◆ **Problem requirements**: Please copy the data below word for word, starting at its first line and ending at the line that contains "column 103, row 111", with both of those lines included.

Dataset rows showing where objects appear
══════════

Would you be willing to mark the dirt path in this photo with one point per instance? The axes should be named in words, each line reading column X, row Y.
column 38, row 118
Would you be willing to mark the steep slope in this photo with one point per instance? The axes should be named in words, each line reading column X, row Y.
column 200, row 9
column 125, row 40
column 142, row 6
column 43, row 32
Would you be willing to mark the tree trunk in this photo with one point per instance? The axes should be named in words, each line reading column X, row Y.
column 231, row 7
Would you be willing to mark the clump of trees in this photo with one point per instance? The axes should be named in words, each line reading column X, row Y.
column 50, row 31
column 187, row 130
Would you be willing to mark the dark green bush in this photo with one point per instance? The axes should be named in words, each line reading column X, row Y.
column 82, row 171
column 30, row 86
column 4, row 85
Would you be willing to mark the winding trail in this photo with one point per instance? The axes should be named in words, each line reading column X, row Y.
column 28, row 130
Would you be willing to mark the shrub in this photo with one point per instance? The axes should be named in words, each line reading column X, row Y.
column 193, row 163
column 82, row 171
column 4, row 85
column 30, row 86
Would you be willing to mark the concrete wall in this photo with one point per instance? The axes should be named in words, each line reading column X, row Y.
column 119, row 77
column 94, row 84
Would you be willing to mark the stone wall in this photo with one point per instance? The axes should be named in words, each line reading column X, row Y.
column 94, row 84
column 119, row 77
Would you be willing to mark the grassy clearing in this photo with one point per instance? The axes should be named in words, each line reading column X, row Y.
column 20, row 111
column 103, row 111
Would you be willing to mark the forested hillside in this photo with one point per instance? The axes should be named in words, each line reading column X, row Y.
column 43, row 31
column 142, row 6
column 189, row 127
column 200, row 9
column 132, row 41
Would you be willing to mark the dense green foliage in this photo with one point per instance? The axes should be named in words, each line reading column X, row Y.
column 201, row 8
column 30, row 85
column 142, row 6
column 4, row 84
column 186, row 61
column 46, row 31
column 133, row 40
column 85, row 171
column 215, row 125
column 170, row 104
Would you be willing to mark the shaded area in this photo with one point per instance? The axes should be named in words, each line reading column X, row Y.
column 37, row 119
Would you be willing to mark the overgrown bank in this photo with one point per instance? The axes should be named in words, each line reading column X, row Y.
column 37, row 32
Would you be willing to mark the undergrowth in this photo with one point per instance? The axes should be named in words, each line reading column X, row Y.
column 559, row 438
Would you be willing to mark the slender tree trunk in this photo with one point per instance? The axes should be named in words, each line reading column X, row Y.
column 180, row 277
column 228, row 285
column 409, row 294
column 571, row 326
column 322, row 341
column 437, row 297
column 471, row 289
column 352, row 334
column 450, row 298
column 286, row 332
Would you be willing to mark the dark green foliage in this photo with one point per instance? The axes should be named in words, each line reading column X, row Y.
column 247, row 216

══════════

◆ **Problem solution**:
Would you be willing to mark the dirt path in this photo with one point per instance? The axes should be named in words, each line reading column X, row Y.
column 38, row 118
Would you be willing to mark the steep slope in this photo with one point per instance? The axes should be named in words, each line reading column X, row Y.
column 200, row 9
column 125, row 40
column 142, row 6
column 43, row 32
Would you be willing to mark the tree trunk in this photo with one point per instance? The axes should be named in words, each line reading column X, row Y.
column 231, row 7
Would you be willing to mark the clump of trees in this photo with one point per instance? The axes should be named in words, each line reading column X, row Y.
column 50, row 31
column 187, row 130
Would you be willing to mark the dark green bush in this photo with one point per instance? The axes should be named in words, each line reading column X, row Y.
column 82, row 171
column 30, row 86
column 4, row 85
Would you be willing to mark the winding trail in this photo with one point per instance? The axes should be named in words, each line reading column X, row Y.
column 28, row 130
Would you be willing to mark the shrub in this photo with one point per instance? The axes should be named in words, each line reading column X, row Y.
column 193, row 163
column 82, row 171
column 4, row 85
column 30, row 86
Would you be willing to mark the concrete wall in this photo with one point per instance? The axes should be named in words, each line reading column X, row Y.
column 119, row 77
column 94, row 84
Would you be willing to mark the stone wall in this photo with one point per instance? The axes should be named in words, each line reading column X, row Y.
column 94, row 84
column 119, row 77
Would you be willing to mark the grassy clearing in this photo with one point per instance? The axes should be named in words, each line reading column X, row Y.
column 20, row 111
column 103, row 111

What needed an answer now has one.